Selection
Exactly. Overall my life is more productive, when I'm thinking about a problem I'll go water the plants or do some dishes. Then come back and smash the keyboard with gusto. If I have to be in a office I'll usually end up just looking into my phone to kill time.
This article is garbage. It can be boiled down to one sentence: "if working from home makes me happy at the cost of productivity, forcing me to come into the office just because it's more productive is the moral equivalent of requiring me to take Adderall."
To which the appropriate response is: "bullshit". Requiring someone to take physically harmful and addictive drugs is not even remotely in the same galaxy as requiring them to come into the office. Maybe instead of working today, I'd be happier staying home and reading novels and playing with the cat. You don't get paid to be happy though, you get paid to be productive.
>To which the appropriate response is: "bullshit". Requiring someone to take physically harmful and addictive drugs is not even remotely in the same galaxy as requiring them to come into the office.
Not sure. The things some companies demand of their employees do have a health toll, and it's higher than Adderall. Working 14+ hours for days (EA style) is not better than taking Adderall. And a "death march" type of project is even worse.

Short problem a
Count the lines of the listing below that contain the string "instances", treating uppercase and lowercase as different, and give only the number.

Supplied material
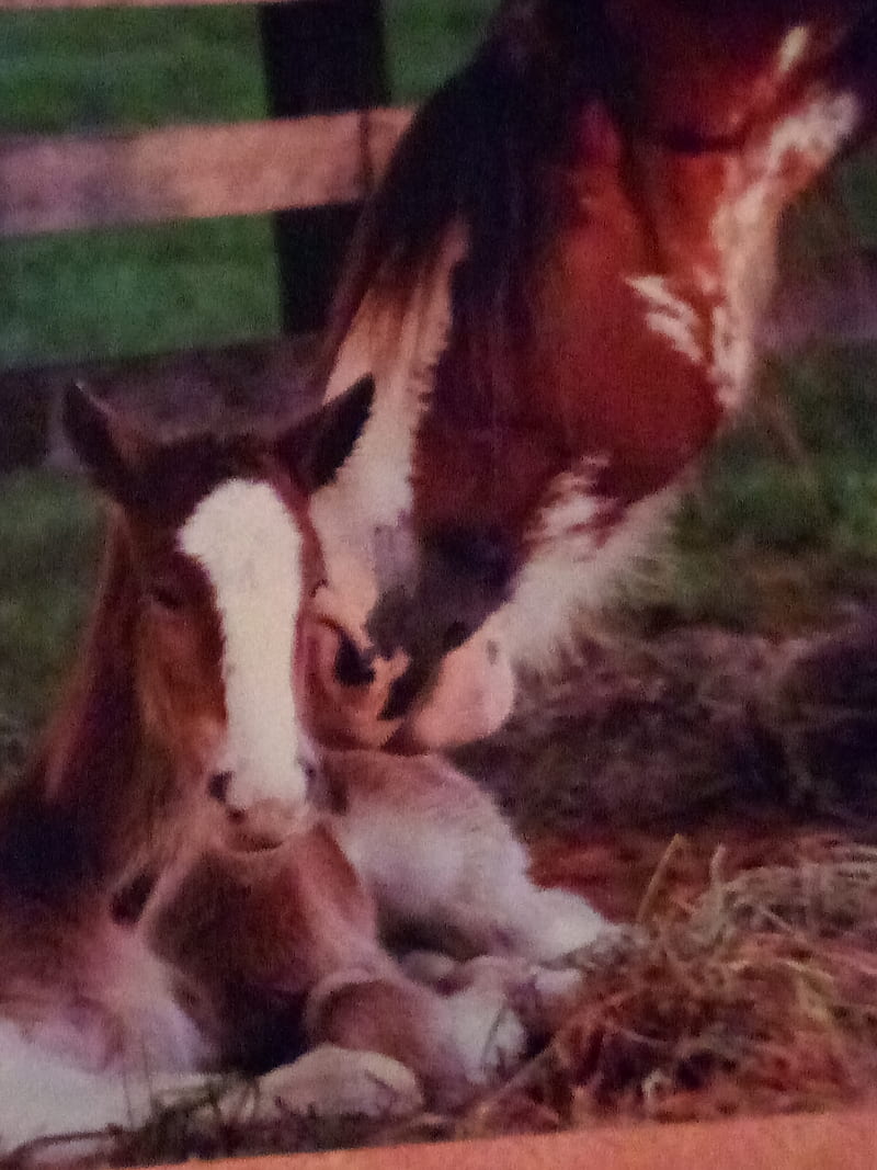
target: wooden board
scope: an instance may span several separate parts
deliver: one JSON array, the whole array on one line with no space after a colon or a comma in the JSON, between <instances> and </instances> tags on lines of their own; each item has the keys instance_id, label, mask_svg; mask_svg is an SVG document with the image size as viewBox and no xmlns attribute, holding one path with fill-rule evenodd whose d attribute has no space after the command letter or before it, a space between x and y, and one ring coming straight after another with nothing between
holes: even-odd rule
<instances>
[{"instance_id":1,"label":"wooden board","mask_svg":"<svg viewBox=\"0 0 877 1170\"><path fill-rule=\"evenodd\" d=\"M191 1170L193 1163L186 1165ZM606 1127L550 1137L235 1158L206 1165L210 1170L875 1170L877 1112Z\"/></svg>"},{"instance_id":2,"label":"wooden board","mask_svg":"<svg viewBox=\"0 0 877 1170\"><path fill-rule=\"evenodd\" d=\"M0 235L357 201L410 119L405 109L0 137Z\"/></svg>"},{"instance_id":3,"label":"wooden board","mask_svg":"<svg viewBox=\"0 0 877 1170\"><path fill-rule=\"evenodd\" d=\"M56 12L61 8L168 8L182 5L299 4L301 0L0 0L0 12ZM344 0L320 0L344 4Z\"/></svg>"}]
</instances>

Short problem b
Continue the comments on working from home and office productivity, starting right after their last sentence.

Exercise response a
3

Exercise response b
You're double-counting "wasted office time" and "coworker interruptions", which leaves commuting. If your daily commute time is measured in hours, maybe you should live closer to work.
It's not like software developers are poor. Maybe if we were we wouldn't develop these prima donna attitudes.
These are part of the 8 hours of work and many might argue that interaction with coworkers is both healthy for the individual and a useful, productive part of your job.
What if requiring coming into the office subtly introduces stress of commuting, dealing with people on a day to day basis that you might necessarily not want, wasting your down time, potentially forcing you into a very sedentary lifestyle for 8 hours a day? Not to mention that the 40 hour work week is a remnant of the industrial revolution. Relative to the speed of tech innovation over the last 20-30 years, it's an outdated relic of a time long forgotten.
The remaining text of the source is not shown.